* [ASSIGNED TASK A]: Decide whether each statement agrees with the passage on the ambient cloud: (i) redundant nodes will cover for component failures; (ii) adapting elastically to varying CPU demands is treated as a minor change; (iii) the future will rely on a centralized controller. Answer each with yes or no and quote the deciding words of the passage.
* [ASSIGNED TASK B]: Transcribe a part of the passage on the ambient cloud, beginning at the words "Big redundancy. Redundant" and stopping after the words "generated per second.".

* [READING PASSAGE]:
┄┄┄┄┄┄┄┄┄┄

Many legal jurisdictions. Don't want to perform a function on Patriot Act "protected" systems then move the function elsewhere.
Many SLAs.
Many data driven pricing policies that like airplane pricing algorithms will price "seats" to maximize profit using multi-variate time sensitive pricing models.
Many competitive products. The need to defend your territory never seems to go away. Though what will map to scent-marking I'm not sure.
Many and evolving resource gradients.
Big concurrency. Everyone and everything is a potential source of real-time data that needs to processed in parallel to be processed at all within tolerable latencies.
Big redundancy. Redundant nodes in an unpredictable world will provide cover for component failures and workers to take over when another fails.
Big crushing transient traffic spikes as new mega worldwide social networks rapidly shift their collective attention from new shiny thing to new shiny thing.
Big increases in application complexity to keep streams synchronized acrosss networks. Event handling will go off the charts as networks grow larger and denser and intelligent behaviour attaches to billions of events generated per second.
Big data. Sources and amounts of historical and real-time data are increasing at increasing rates.

This challenging, energetic, ever changing world is a very different looking world than today. It's as if Bambi was dropped into the middle of a Velociraptor pack.

How can we design software systems to take advantage of the new world? Adaptation is the powerful unifying concept tying together how we can respond to its challenges. It's at the heart of the black box. Today's standard architectures do not deal well adaptation. Even something as simple as adapting elastically to varying CPU demands is considered a major architectural change.

The future will be more biologically inspired. Crazy numbers of resources. Crazy numbers of options. Crazy activity. Crazy speeds. Crazy change. Redundancy. Independent action without a centralized controller. Failure is an option and is key for creating fitter applications. Transient alliances form to carry out a task and disband. Independent evolution. And an eye constantly focused on more competitive organisms. It's an approach with less predictably and order than will be comfortable.

Potential Ideas and Technologies for the Ambient Cloud

While there's no clear blueprint for how to create this future, there are deep and compelling hints of what technologies and ideas could be part of the solution. We are going to cover some of these next.

┄┄┄┄┄┄┄┄┄┄

Extracted data entries
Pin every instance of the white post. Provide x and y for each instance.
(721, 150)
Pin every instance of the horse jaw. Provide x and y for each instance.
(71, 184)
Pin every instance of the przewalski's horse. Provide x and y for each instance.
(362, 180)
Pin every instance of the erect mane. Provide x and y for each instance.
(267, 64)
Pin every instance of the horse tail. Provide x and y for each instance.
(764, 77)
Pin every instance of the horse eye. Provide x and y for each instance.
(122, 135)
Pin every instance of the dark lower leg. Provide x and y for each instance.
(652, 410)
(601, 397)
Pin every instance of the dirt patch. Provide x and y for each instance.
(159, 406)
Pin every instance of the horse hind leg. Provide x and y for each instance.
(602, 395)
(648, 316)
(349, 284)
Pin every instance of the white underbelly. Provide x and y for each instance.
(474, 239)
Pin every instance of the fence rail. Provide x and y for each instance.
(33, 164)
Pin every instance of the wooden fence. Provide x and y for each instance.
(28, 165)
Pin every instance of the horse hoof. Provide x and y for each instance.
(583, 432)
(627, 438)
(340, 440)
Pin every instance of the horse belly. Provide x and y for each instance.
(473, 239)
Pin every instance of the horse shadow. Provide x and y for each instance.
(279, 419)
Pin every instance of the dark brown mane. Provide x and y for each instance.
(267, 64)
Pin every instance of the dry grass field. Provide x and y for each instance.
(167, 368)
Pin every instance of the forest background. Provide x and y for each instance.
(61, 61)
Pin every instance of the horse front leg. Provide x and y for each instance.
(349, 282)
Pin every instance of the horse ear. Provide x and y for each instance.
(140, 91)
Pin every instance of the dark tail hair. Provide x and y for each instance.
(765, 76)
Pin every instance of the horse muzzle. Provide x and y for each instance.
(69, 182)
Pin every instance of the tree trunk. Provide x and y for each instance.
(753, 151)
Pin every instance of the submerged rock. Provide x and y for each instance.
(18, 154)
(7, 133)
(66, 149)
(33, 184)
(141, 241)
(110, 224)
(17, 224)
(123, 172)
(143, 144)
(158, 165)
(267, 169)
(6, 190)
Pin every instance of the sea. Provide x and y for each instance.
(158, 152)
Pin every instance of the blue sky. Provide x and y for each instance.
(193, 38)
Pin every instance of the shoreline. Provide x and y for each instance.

┄┄┄┄┄┄┄┄┄┄

* [SOLUTION A]:
(i) Yes: "Redundant nodes in an unpredictable world will provide cover for component failures"
(ii) No: "Even something as simple as adapting elastically to varying CPU demands is considered a major architectural change."
(iii) No: "Independent action without a centralized controller."

* [SOLUTION B]:
Big redundancy. Redundant nodes in an unpredictable world will provide cover for component failures and workers to take over when another fails.
Big crushing transient traffic spikes as new mega worldwide social networks rapidly shift their collective attention from new shiny thing to new shiny thing.
Big increases in application complexity to keep streams synchronized acrosss networks. Event handling will go off the charts as networks grow larger and denser and intelligent behaviour attaches to billions of events generated per second.